[[ Supplied material open ]]

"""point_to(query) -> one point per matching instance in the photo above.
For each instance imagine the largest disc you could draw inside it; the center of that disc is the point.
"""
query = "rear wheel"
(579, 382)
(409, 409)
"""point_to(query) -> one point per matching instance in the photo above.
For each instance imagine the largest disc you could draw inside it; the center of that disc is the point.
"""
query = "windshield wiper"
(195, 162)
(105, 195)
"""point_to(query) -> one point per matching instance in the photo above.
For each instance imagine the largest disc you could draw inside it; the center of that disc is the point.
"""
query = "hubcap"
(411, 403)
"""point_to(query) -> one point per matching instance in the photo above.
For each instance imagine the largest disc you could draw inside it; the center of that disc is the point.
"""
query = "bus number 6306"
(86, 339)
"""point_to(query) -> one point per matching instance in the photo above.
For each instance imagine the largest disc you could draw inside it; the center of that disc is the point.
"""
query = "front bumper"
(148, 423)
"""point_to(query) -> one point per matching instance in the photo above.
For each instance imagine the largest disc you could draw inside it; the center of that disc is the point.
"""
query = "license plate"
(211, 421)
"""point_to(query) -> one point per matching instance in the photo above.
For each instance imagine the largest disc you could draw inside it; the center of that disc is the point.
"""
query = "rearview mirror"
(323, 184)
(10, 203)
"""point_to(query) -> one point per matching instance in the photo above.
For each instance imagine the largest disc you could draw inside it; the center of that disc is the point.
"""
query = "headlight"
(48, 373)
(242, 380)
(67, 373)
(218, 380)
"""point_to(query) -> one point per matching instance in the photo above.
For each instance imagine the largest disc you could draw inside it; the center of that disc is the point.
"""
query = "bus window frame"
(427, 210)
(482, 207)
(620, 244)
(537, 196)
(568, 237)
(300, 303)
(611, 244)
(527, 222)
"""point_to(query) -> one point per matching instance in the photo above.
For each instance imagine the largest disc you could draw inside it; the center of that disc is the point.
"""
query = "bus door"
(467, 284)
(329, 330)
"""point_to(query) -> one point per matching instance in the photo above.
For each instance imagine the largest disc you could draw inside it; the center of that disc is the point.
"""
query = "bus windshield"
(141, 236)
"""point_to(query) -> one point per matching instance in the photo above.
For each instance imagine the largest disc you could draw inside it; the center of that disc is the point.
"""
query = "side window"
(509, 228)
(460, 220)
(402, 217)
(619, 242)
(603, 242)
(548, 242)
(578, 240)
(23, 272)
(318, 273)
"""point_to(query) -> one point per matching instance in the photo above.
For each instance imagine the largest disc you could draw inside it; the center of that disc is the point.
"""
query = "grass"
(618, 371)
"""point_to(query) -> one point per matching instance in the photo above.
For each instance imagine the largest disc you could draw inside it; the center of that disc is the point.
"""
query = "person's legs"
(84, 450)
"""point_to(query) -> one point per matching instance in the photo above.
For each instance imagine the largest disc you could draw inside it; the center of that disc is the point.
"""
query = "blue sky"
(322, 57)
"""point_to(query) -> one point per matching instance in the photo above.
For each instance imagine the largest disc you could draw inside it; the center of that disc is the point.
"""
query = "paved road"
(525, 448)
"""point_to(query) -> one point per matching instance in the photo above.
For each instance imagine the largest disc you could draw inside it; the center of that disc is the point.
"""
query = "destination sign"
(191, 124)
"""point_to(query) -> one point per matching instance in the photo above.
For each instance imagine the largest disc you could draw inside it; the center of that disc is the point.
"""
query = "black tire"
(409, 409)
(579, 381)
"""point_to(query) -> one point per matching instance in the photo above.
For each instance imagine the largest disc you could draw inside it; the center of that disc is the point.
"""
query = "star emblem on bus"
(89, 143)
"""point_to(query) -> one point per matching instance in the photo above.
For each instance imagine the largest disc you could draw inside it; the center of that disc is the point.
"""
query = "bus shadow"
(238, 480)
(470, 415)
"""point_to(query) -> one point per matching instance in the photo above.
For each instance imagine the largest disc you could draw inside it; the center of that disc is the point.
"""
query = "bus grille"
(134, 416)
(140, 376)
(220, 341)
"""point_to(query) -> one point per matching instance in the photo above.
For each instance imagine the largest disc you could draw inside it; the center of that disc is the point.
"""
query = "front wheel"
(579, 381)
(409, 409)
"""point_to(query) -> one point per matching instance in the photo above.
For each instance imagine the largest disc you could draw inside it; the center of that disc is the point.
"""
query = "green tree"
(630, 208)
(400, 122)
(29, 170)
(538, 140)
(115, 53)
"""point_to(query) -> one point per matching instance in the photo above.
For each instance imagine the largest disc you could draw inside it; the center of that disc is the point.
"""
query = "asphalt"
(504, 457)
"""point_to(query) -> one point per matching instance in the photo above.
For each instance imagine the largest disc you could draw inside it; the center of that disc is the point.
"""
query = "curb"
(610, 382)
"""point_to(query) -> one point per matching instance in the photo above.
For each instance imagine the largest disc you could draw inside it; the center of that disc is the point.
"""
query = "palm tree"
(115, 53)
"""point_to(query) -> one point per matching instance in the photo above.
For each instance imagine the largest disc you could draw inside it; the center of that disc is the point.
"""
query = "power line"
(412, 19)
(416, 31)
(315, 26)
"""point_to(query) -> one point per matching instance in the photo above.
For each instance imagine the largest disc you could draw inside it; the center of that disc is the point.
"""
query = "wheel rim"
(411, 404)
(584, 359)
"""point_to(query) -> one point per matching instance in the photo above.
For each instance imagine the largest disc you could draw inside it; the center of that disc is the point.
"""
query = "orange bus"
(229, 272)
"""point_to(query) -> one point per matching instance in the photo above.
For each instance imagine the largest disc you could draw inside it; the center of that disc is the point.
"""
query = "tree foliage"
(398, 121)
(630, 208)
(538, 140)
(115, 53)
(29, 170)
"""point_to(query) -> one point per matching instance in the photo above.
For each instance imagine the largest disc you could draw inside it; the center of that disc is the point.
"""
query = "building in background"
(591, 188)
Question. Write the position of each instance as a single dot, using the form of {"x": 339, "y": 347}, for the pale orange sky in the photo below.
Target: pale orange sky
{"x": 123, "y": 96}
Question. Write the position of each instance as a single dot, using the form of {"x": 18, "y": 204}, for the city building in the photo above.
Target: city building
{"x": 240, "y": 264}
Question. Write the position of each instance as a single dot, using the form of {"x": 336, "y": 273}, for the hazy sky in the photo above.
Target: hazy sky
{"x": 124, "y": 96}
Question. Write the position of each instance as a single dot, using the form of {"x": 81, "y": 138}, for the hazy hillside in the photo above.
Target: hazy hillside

[[ Supplied material closed ]]

Reproduce the whole listing, exactly.

_Response to the exercise_:
"""point_to(query) -> one point per matching instance in the photo above.
For each instance imagine the largest disc you could draw inside it; the center of that disc is the point.
"""
query = "rear wheel"
(579, 382)
(409, 409)
"""point_to(query) -> one point per matching instance in the photo above.
For each instance imagine the largest disc you could draw inside it; the center of that disc is the point.
"""
query = "windshield wiper"
(195, 162)
(105, 195)
"""point_to(query) -> one point per matching instance in the photo above.
For each instance imagine the largest disc you could draw inside it; the center of that disc is the point.
"""
query = "hubcap"
(411, 403)
"""point_to(query) -> one point per matching instance in the photo above.
For each instance imagine the largest disc you could draw inside it; the center of that disc is the point.
"""
query = "bus number 6306"
(86, 339)
"""point_to(query) -> one point per matching instance in the photo above.
For each instance imagine the largest disc you could draw inside it; the center of that disc is the point.
"""
query = "front bumper"
(148, 423)
"""point_to(query) -> one point per matching instance in the photo above.
For each instance imagine the largest disc you could draw inside it; the center of that disc is the point.
"""
query = "license plate"
(211, 421)
"""point_to(query) -> one point per matching instance in the photo above.
For each instance imagine the largest disc you could draw inside it; the center of that disc is the point.
"""
query = "rearview mirror"
(323, 184)
(10, 203)
"""point_to(query) -> one point per matching instance in the photo above.
For each instance imagine the largest disc you could draw inside it; the center of that disc is the point.
"""
query = "headlight"
(48, 373)
(242, 380)
(67, 373)
(218, 380)
"""point_to(query) -> one point per matching instance in the photo above.
For each instance imagine the largest disc you could draw inside it; the center of that disc is the point.
"""
query = "bus window frame"
(427, 210)
(482, 207)
(620, 244)
(537, 196)
(568, 237)
(300, 303)
(611, 244)
(527, 222)
"""point_to(query) -> one point per matching instance in the photo above.
For each instance imagine the largest disc you could draw inside it; the center of that disc is the point.
"""
query = "bus door"
(467, 284)
(329, 330)
"""point_to(query) -> one point per matching instance in the photo above.
For each instance imagine the largest disc you could draw inside it; the center of that disc is the point.
"""
query = "bus windshield"
(141, 236)
"""point_to(query) -> one point per matching instance in the photo above.
For each instance imagine the largest disc you could draw inside it; the center of that disc is the point.
"""
query = "side window"
(509, 228)
(460, 220)
(402, 217)
(619, 242)
(603, 242)
(548, 242)
(578, 240)
(23, 272)
(318, 273)
"""point_to(query) -> one point per matching instance in the photo above.
For each instance imagine the largest disc you could draw inside it; the center of that disc is the point.
"""
query = "grass"
(618, 371)
"""point_to(query) -> one point per matching instance in the photo above.
For each instance imagine the largest disc you could draw inside it; the center of that disc is the point.
"""
query = "person's legs"
(84, 450)
"""point_to(query) -> one point per matching instance in the photo above.
For each instance imagine the largest disc you could draw inside it; the center of that disc is the point.
"""
query = "blue sky"
(322, 57)
"""point_to(query) -> one point per matching instance in the photo above.
For each instance imagine the largest disc you could draw inside it; the center of that disc is the point.
"""
query = "paved road"
(525, 448)
"""point_to(query) -> one point per matching instance in the photo above.
For each instance imagine the largest disc you could draw inside it; the center of that disc is the point.
"""
query = "destination sign"
(191, 124)
"""point_to(query) -> one point per matching instance in the photo above.
For each instance imagine the largest disc you could draw inside it; the center of that disc is the point.
"""
query = "black tire"
(409, 409)
(579, 381)
"""point_to(query) -> one point per matching instance in the photo above.
For each instance imagine the largest disc you could draw inside it; the center of that disc is the point.
"""
query = "star emblem on bus"
(89, 143)
"""point_to(query) -> one point per matching instance in the photo above.
For each instance imagine the largest disc you could draw inside it; the center of that disc is the point.
"""
query = "bus shadow"
(238, 480)
(470, 415)
"""point_to(query) -> one point per matching instance in the photo above.
For each instance imagine the largest disc you could draw inside it; the center of that disc is the point.
"""
query = "bus grille"
(134, 416)
(140, 376)
(220, 341)
"""point_to(query) -> one point per matching instance in the photo above.
For each instance imagine the largest disc you could draw inside it; the center of that disc is the point.
"""
query = "front wheel"
(579, 381)
(409, 409)
"""point_to(query) -> one point per matching instance in the photo above.
For each instance imagine the largest disc you could draw inside it; the center of that disc is the point.
"""
query = "green tree"
(630, 208)
(400, 122)
(29, 170)
(538, 140)
(115, 53)
"""point_to(query) -> one point per matching instance in the photo above.
For each instance imagine the largest disc you could draw inside it; the center of that disc is the point.
"""
query = "asphalt"
(504, 457)
"""point_to(query) -> one point per matching instance in the photo above.
For each instance imagine the largest disc you could draw inside it; the center of that disc is the point.
"""
query = "curb"
(610, 382)
"""point_to(query) -> one point per matching instance in the photo above.
For each instance imagine the largest disc you could draw inside it; the center of that disc is the point.
"""
query = "palm tree"
(115, 53)
"""point_to(query) -> one point per matching instance in the photo above.
For each instance imagine the largest disc you could draw inside it; the center of that disc is the point.
"""
query = "power line"
(412, 19)
(416, 31)
(315, 26)
"""point_to(query) -> one point per matching instance in the photo above.
For each instance imagine the largest disc you could draw inside it; the center of that disc is the point.
"""
query = "wheel rim"
(411, 404)
(584, 359)
"""point_to(query) -> one point per matching instance in the photo above.
For each instance imagine the largest disc you could draw inside it; the center of that disc is the point.
"""
query = "orange bus"
(229, 272)
"""point_to(query) -> one point per matching instance in the photo above.
For each instance imagine the largest disc you could draw inside it; the center of that disc is the point.
"""
query = "tree foliage"
(398, 121)
(630, 208)
(538, 140)
(115, 53)
(29, 170)
"""point_to(query) -> one point per matching instance in the photo above.
For each instance imagine the largest disc you could draw inside it; the center of that disc is the point.
"""
query = "building in background"
(591, 188)
Question. Write the position of each instance as a single dot, using the form of {"x": 339, "y": 347}, for the pale orange sky in the photo below.
Target: pale orange sky
{"x": 123, "y": 96}
Question. Write the position of each instance as a single dot, using the form of {"x": 18, "y": 204}, for the city building in the photo above.
Target: city building
{"x": 240, "y": 264}
Question. Write the position of each instance as a single dot, using the form of {"x": 336, "y": 273}, for the hazy sky in the photo above.
Target: hazy sky
{"x": 124, "y": 96}
Question. Write the position of each instance as a single dot, using the form of {"x": 81, "y": 138}, for the hazy hillside in the photo above.
Target: hazy hillside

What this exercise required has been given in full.